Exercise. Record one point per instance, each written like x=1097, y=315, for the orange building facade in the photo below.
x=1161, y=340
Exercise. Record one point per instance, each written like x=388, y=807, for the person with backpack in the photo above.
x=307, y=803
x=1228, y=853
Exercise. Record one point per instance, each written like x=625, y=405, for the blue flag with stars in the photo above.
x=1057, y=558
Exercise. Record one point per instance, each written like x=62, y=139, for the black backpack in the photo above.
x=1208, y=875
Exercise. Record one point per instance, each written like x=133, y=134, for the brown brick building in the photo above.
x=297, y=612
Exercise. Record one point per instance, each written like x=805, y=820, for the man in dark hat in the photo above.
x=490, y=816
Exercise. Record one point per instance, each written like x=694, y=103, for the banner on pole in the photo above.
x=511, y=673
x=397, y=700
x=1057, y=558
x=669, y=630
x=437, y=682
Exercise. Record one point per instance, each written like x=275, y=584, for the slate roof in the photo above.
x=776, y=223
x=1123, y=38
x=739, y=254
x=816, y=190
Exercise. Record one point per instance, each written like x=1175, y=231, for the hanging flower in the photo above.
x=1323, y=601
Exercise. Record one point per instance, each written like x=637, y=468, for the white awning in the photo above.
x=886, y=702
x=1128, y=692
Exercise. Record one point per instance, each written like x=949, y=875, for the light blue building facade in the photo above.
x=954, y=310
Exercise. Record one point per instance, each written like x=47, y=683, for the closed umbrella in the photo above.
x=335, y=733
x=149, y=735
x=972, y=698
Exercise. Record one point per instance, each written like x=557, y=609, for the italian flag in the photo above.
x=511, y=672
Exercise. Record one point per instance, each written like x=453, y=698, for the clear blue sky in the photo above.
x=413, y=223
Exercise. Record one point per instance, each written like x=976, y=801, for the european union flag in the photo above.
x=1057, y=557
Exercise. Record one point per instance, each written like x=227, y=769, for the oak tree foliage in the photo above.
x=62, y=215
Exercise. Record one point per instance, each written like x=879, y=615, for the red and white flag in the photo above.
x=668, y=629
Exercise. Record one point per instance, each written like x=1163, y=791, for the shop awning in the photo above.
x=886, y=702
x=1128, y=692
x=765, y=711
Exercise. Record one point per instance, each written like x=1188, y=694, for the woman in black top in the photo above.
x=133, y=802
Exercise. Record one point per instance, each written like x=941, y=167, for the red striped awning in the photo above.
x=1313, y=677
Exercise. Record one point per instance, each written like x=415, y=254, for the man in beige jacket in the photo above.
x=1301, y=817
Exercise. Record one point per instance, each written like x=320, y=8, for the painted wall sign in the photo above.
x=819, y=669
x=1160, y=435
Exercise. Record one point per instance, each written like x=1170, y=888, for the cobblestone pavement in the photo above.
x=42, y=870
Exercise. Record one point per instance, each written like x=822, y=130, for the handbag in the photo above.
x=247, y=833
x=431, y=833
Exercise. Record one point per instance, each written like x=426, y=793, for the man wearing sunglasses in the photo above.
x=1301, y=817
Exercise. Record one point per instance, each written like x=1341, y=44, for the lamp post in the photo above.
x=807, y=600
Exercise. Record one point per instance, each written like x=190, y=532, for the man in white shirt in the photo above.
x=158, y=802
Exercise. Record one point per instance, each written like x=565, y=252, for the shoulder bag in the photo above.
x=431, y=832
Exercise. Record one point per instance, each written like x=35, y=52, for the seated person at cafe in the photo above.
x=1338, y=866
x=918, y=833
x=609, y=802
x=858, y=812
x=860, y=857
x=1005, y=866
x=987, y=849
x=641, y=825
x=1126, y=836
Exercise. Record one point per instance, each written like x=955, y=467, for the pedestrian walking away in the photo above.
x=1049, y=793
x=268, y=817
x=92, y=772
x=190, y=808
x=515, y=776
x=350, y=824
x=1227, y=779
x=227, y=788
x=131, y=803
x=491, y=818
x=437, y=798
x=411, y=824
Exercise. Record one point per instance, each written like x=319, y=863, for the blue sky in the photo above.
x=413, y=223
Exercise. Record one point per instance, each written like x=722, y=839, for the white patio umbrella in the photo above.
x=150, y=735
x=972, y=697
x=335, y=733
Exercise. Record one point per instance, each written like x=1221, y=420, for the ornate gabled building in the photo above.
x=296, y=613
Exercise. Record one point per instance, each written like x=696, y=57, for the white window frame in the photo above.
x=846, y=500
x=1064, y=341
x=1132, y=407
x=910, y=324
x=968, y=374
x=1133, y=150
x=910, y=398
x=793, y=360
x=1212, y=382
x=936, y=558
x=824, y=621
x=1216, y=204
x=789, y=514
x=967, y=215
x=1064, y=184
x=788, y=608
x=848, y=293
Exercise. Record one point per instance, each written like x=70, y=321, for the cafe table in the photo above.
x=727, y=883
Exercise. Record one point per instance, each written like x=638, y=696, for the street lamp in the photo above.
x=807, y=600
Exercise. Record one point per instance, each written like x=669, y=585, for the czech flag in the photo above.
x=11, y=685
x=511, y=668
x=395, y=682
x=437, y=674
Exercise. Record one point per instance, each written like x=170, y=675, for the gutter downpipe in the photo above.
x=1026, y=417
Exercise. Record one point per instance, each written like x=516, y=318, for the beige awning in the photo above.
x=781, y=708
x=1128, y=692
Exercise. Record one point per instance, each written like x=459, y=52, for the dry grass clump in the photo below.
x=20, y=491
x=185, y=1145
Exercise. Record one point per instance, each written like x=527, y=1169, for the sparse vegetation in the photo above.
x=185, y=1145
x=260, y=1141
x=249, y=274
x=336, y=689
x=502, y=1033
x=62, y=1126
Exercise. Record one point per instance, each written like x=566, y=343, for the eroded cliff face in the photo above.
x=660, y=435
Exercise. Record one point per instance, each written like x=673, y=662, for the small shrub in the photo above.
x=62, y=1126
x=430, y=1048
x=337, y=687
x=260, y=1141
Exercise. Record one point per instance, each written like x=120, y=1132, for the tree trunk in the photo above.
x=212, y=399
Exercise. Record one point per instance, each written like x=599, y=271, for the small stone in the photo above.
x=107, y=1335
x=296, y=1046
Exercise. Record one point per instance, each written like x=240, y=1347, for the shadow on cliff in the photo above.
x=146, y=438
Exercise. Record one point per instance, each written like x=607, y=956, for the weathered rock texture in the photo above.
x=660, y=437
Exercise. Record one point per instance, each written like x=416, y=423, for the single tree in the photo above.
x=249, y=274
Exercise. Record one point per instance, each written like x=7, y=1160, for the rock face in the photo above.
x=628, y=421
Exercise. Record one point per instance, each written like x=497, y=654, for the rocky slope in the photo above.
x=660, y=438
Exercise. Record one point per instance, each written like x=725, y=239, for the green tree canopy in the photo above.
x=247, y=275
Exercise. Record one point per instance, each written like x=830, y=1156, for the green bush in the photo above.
****
▶ _Exercise prompt_: All the entries above should come back exactly as they are written.

▶ _Result for this exercise_:
Exercise. Record one point per instance, each written like x=1097, y=315, for the orange building facade in the photo below.
x=1161, y=340
Exercise. Record one point per instance, each written like x=388, y=807, for the person with backpack in the photo above.
x=307, y=803
x=1228, y=853
Exercise. Record one point per instance, each written like x=625, y=405, for the blue flag with stars in the photo above.
x=1057, y=558
Exercise. Record one point per instance, each written like x=62, y=139, for the black backpack in the photo above.
x=1208, y=875
Exercise. Record one point per instance, each written like x=133, y=134, for the brown brick building in the photo above.
x=297, y=612
Exercise. Record one point per instance, each written like x=805, y=820, for the man in dark hat in the photo above.
x=490, y=816
Exercise. Record one point per instance, each written like x=694, y=103, for the banner on pole in the photo above.
x=511, y=673
x=397, y=700
x=1057, y=558
x=669, y=630
x=437, y=682
Exercise. Record one point per instance, each written like x=275, y=584, for the slate roof in the photo above.
x=776, y=223
x=1123, y=38
x=739, y=254
x=816, y=190
Exercise. Record one point per instance, each written like x=1175, y=231, for the hanging flower in the photo above.
x=1323, y=601
Exercise. Record one point per instance, each written like x=637, y=468, for the white awning in the photo above.
x=886, y=702
x=1128, y=692
Exercise. Record one point per instance, each written like x=949, y=875, for the light blue building facade in the photo above.
x=954, y=310
Exercise. Record one point per instance, each written like x=47, y=683, for the closed umbrella in the photo above.
x=335, y=733
x=149, y=735
x=972, y=698
Exercise. Record one point per instance, each written like x=557, y=609, for the italian flag in the photo above.
x=511, y=672
Exercise. Record one point per instance, each written like x=453, y=698, for the clear blue sky in the photo above.
x=413, y=223
Exercise. Record one point per instance, each written like x=976, y=801, for the european union flag in the photo above.
x=1057, y=557
Exercise. Record one point per instance, each written like x=227, y=769, for the oak tree foliage in the photo above.
x=62, y=215
Exercise. Record one point per instance, each written like x=879, y=615, for the red and white flag in the photo above.
x=668, y=629
Exercise. Record one point per instance, each written like x=1163, y=791, for the shop awning in the photo above.
x=886, y=702
x=1128, y=692
x=765, y=711
Exercise. Record one point per instance, each written like x=1188, y=694, for the woman in black top in the photo above.
x=133, y=802
Exercise. Record one point per instance, each written like x=941, y=167, for the red striped awning in the photo above.
x=1313, y=677
Exercise. Record one point per instance, each written like x=415, y=254, for the man in beige jacket in the photo above.
x=1301, y=817
Exercise. Record one point per instance, each written like x=320, y=8, for the painted wall sign in the photo above.
x=819, y=669
x=1160, y=435
Exercise. Record one point per instance, each written like x=1170, y=888, for the cobblestone pavement in the photo above.
x=42, y=870
Exercise. Record one point per instance, each written like x=822, y=130, for the handbag in the photo above.
x=247, y=833
x=431, y=833
Exercise. Record one point per instance, each written like x=426, y=793, for the man wearing sunglasses in the photo above.
x=1301, y=817
Exercise. Record one point per instance, each written like x=1341, y=44, for the lamp post in the photo above.
x=807, y=600
Exercise. Record one point per instance, each written like x=190, y=532, for the man in white shirt in the photo above.
x=158, y=802
Exercise. Record one point per instance, each written like x=565, y=252, for the shoulder bag in the photo above.
x=431, y=832
Exercise. Record one point per instance, each written like x=35, y=52, for the seated person at cafe in the photo above.
x=1338, y=866
x=918, y=833
x=609, y=802
x=858, y=812
x=860, y=857
x=1005, y=866
x=987, y=849
x=641, y=825
x=1126, y=836
Exercise. Record one point per instance, each written like x=955, y=467, for the pedestrian walking away in the photo above.
x=1049, y=793
x=268, y=817
x=92, y=772
x=190, y=808
x=515, y=776
x=350, y=824
x=1227, y=779
x=227, y=788
x=131, y=803
x=491, y=818
x=437, y=798
x=411, y=824
Exercise. Record one point per instance, each written like x=319, y=863, for the blue sky in the photo above.
x=413, y=223
Exercise. Record one point per instance, each written like x=722, y=839, for the white patio umbrella in the photo above.
x=150, y=735
x=972, y=697
x=335, y=733
Exercise. Record one point per instance, each written like x=1221, y=420, for the ornate gabled building in the photo above.
x=296, y=613
Exercise. Record one point per instance, each written like x=696, y=57, for the white window frame in the photo above.
x=846, y=500
x=1064, y=341
x=1132, y=407
x=910, y=324
x=968, y=374
x=1133, y=150
x=910, y=398
x=793, y=360
x=1212, y=382
x=936, y=558
x=824, y=621
x=1216, y=204
x=789, y=514
x=967, y=215
x=1064, y=184
x=788, y=608
x=848, y=293
Exercise. Record one point per instance, each written like x=70, y=321, for the cafe table in the photo above.
x=727, y=883
Exercise. Record one point per instance, each written like x=638, y=696, for the street lamp in the photo above.
x=807, y=600
Exercise. Record one point per instance, each written like x=669, y=585, for the czech flag in the photo above.
x=11, y=685
x=511, y=668
x=395, y=682
x=437, y=674
Exercise. Record one point per instance, each written like x=170, y=675, for the gutter downpipe in the photo above.
x=1026, y=417
Exercise. Record one point per instance, each written like x=516, y=318, for the beige awning in the photo above.
x=781, y=708
x=1128, y=692
Exercise. Record one point per instance, each written like x=459, y=52, for the dry grass clump in the photo below.
x=20, y=491
x=185, y=1145
Exercise. Record one point per instance, each written like x=527, y=1169, for the sparse vegetation in the photo above.
x=185, y=1145
x=260, y=1141
x=249, y=274
x=336, y=689
x=502, y=1033
x=62, y=1126
Exercise. Record one point per instance, each written like x=566, y=343, for the eroded cliff face in the photo above.
x=660, y=435
Exercise. Record one point per instance, each written like x=673, y=662, for the small shrub in the photo above.
x=62, y=1126
x=430, y=1048
x=337, y=687
x=260, y=1141
Exercise. Record one point per instance, each written like x=120, y=1132, for the tree trunk in the photo above.
x=212, y=399
Exercise. Record one point per instance, each written like x=599, y=271, for the small stone in the photo above.
x=107, y=1335
x=296, y=1046
Exercise. Record one point per instance, each written like x=240, y=1347, for the shadow on cliff in the photo above.
x=146, y=438
Exercise. Record one point per instance, each written like x=607, y=956, for the weathered rock texture in the photo above.
x=660, y=437
Exercise. Record one point per instance, each written like x=416, y=423, for the single tree in the photo above.
x=249, y=274
Exercise. Record one point per instance, each written like x=7, y=1160, for the rock face in the photo above.
x=628, y=421
Exercise. Record one point per instance, each written like x=497, y=654, for the rocky slope in the photo above.
x=660, y=438
Exercise. Record one point per instance, each written like x=725, y=239, for the green tree canopy in the photo above.
x=247, y=275
Exercise. Record one point per instance, each written like x=830, y=1156, for the green bush in the photo above.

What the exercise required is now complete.